* _Task to carry out_
Copy the lines below word for word, keeping every character unchanged.

* _Material supplied_
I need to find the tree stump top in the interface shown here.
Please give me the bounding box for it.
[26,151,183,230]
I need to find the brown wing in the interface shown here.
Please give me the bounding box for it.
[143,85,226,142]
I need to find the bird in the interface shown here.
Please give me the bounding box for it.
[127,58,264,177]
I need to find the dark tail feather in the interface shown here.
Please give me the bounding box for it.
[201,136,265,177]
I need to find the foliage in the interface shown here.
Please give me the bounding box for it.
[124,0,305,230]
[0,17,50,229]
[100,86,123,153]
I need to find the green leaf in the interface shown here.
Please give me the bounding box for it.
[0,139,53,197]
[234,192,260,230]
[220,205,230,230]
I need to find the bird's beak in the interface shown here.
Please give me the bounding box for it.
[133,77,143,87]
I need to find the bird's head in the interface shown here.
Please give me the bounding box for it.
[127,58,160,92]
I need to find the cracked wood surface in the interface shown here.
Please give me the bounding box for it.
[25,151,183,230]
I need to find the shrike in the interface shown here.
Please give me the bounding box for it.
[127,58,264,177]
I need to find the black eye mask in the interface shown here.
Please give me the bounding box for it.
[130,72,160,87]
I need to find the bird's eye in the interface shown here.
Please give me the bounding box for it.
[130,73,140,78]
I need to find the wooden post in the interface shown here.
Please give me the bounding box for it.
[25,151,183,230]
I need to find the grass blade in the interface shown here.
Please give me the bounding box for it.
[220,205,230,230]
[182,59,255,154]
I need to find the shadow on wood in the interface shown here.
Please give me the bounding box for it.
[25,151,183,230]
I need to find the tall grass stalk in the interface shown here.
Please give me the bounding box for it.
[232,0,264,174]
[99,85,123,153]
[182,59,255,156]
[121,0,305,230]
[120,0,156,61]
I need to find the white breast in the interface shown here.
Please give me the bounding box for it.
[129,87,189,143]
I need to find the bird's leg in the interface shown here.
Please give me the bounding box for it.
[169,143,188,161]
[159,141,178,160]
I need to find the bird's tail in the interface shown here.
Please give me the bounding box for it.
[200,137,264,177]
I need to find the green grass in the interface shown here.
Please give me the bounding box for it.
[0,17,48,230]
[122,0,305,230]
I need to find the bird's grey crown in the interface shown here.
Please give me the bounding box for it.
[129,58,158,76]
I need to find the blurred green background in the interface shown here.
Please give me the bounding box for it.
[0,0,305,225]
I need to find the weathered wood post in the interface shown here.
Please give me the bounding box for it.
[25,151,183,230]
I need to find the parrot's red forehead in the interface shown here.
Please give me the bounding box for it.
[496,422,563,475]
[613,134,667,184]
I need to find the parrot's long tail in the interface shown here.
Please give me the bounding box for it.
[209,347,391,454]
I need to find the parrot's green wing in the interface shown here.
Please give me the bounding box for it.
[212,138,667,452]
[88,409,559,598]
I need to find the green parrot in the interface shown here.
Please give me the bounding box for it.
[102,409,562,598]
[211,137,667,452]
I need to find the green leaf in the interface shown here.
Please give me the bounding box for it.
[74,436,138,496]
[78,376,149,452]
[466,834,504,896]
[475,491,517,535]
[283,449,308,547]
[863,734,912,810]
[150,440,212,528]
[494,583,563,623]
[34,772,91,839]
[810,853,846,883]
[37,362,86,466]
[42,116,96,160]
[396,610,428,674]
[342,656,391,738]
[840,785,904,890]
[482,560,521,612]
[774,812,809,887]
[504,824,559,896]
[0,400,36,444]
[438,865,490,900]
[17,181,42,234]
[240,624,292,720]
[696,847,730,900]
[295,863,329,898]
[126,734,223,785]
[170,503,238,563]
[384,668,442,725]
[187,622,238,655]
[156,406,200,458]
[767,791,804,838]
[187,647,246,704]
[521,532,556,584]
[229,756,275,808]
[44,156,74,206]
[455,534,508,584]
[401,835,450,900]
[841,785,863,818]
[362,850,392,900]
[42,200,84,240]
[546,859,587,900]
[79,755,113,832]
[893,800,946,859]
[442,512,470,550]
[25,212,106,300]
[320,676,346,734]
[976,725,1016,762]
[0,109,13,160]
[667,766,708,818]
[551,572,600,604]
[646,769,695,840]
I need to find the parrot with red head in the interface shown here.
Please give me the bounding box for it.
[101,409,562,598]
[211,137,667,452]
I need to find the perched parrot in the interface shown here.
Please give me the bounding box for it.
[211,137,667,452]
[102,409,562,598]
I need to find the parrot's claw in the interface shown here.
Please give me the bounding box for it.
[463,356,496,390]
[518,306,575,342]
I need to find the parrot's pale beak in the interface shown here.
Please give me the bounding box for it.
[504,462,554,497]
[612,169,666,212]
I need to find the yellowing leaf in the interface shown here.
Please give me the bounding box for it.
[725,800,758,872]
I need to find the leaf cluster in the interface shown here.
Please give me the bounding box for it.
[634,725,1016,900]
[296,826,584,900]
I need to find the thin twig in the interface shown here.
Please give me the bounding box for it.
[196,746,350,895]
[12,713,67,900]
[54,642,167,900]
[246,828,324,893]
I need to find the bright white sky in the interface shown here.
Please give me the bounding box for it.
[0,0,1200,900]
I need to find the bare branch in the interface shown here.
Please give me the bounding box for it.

* _Answer to this task_
I need to find the tree stump top in the interface shown here.
Please give me the bounding box for it.
[26,151,183,230]
I need to find the brown wing in the interface shown here.
Please give me the bounding box for it.
[143,85,226,142]
I need to find the bird in the interface shown here.
Please give me the bounding box for it.
[127,58,264,177]
I need to find the dark tail feather in the interface shown here.
Please give me the bounding box for it.
[201,136,265,177]
I need to find the foliage in the interface shown here.
Please give me the bounding box for it.
[124,0,305,230]
[0,17,50,229]
[100,86,123,153]
I need to find the green leaf in the interface shown here.
Please give me the bounding box for it.
[0,139,53,197]
[234,192,260,230]
[220,205,230,230]
I need to find the bird's beak in the interface shown here.
Please give me the bounding box for it.
[133,77,143,87]
I need to find the bird's head in the interface shown here.
Please give me the bounding box for it.
[127,58,160,92]
I need to find the cracked wood surface in the interface shown here.
Please give me the bounding box for it.
[25,151,183,230]
I need to find the shrike in the interface shown here.
Please give me the bounding box for it.
[127,58,264,177]
I need to find the black eye mask in the interface shown here.
Please give me the bounding box for it.
[130,72,160,87]
I need to find the bird's eye in the interface shown here.
Please give me the bounding box for it.
[130,73,140,78]
I need to find the wooden post in the interface shown here.
Please give me the bounding box for it.
[25,151,183,230]
I need to find the grass blade in the interface shown here.
Please give me the bounding box for it.
[220,205,230,230]
[182,59,255,154]
I need to find the shadow on wood in the interface shown here.
Please give me the bounding box for it.
[25,151,183,230]
I need to find the tall grass stalk in the interface shown here.
Please give me the bounding box for it.
[232,0,264,174]
[99,85,123,153]
[182,59,255,156]
[121,0,305,230]
[120,0,156,61]
I need to find the white breast in the interface shown here.
Please give me the bounding box for it.
[129,87,189,143]
I need to find the bird's leg in the interface shown here.
Please give me the bounding box for it.
[169,143,188,161]
[159,141,178,160]
I need to find the bird's tail in the interface shown here.
Please give me the bounding box for it.
[200,137,264,177]
I need to find the green grass in the interface shown here.
Please give me the bounding box for it.
[0,17,48,230]
[122,0,305,230]
I need to find the bird's grey crown in the interface shown here.
Please give me the bounding box for it.
[129,58,158,76]
I need to find the blurred green background in the interface shown here.
Please give me the bounding box for it.
[0,0,305,225]
I need to find the weathered wood post in the interface shown here.
Please give me the bounding box for it.
[25,151,183,230]
I need to find the parrot's red forehead in the interface shown here.
Please give me the bounding box for it.
[496,422,563,475]
[613,134,667,184]
I need to find the parrot's long tail in the interface shown here.
Please give me the bounding box for it.
[209,347,391,454]
I need to find the parrot's green wing in the interface shown here.
Please give me the bounding box for it.
[212,138,667,452]
[88,409,559,598]
I need to find the green parrot in the interface shown here.
Please give me the bounding box for it.
[102,409,562,598]
[211,137,667,452]
I need to find the green leaf in the interface shown here.
Please give me the bounding box for it.
[74,436,138,496]
[78,376,149,452]
[466,834,504,896]
[475,491,517,535]
[283,449,308,547]
[863,734,912,810]
[150,440,212,528]
[494,583,563,623]
[34,772,91,839]
[810,853,846,883]
[37,362,86,466]
[42,116,96,160]
[396,610,428,674]
[342,656,391,738]
[840,785,904,890]
[482,560,521,612]
[774,812,809,887]
[504,824,559,896]
[0,400,36,444]
[438,865,490,900]
[17,181,42,234]
[240,624,292,720]
[696,847,730,900]
[295,863,329,898]
[126,734,223,785]
[170,503,238,563]
[384,668,442,725]
[187,622,238,655]
[156,406,200,458]
[767,791,804,838]
[187,647,246,704]
[521,532,556,584]
[229,756,275,808]
[44,156,74,206]
[455,534,508,584]
[401,835,450,900]
[841,785,863,818]
[362,850,392,900]
[42,200,84,240]
[546,859,587,900]
[79,755,113,832]
[893,800,946,859]
[442,512,470,550]
[25,212,106,300]
[320,676,346,734]
[976,725,1016,762]
[0,109,13,160]
[667,766,708,818]
[551,572,600,604]
[646,769,695,840]
I need to find the parrot with red head in the interface shown here.
Please give me the bounding box for it.
[101,409,562,598]
[211,137,667,452]
I need to find the perched parrot in the interface shown here.
Please give me the bounding box for it.
[211,137,667,452]
[102,409,562,598]
I need to find the parrot's claw in the interface shown here.
Please give me the bounding box for it.
[463,356,496,390]
[518,306,575,342]
I need to find the parrot's pale beak in the interface shown here.
Please give me the bounding box for it.
[504,462,554,497]
[612,169,666,212]
I need to find the yellowing leaf in the interface shown here.
Please give me the bounding box for it.
[725,800,758,872]
I need to find the leaf cluster in the interface shown here.
Please give me the bounding box for it.
[634,725,1016,900]
[296,826,584,900]
I need to find the thin twig in the interface shown here.
Please give me the bounding box for it.
[196,746,350,895]
[12,713,67,900]
[54,642,167,900]
[246,828,324,893]
I need to find the bright white sky in the interface shown here.
Please give me the bounding box for it.
[0,0,1200,900]
I need to find the bare branch in the interface shown here.
Please give me the bounding box for it.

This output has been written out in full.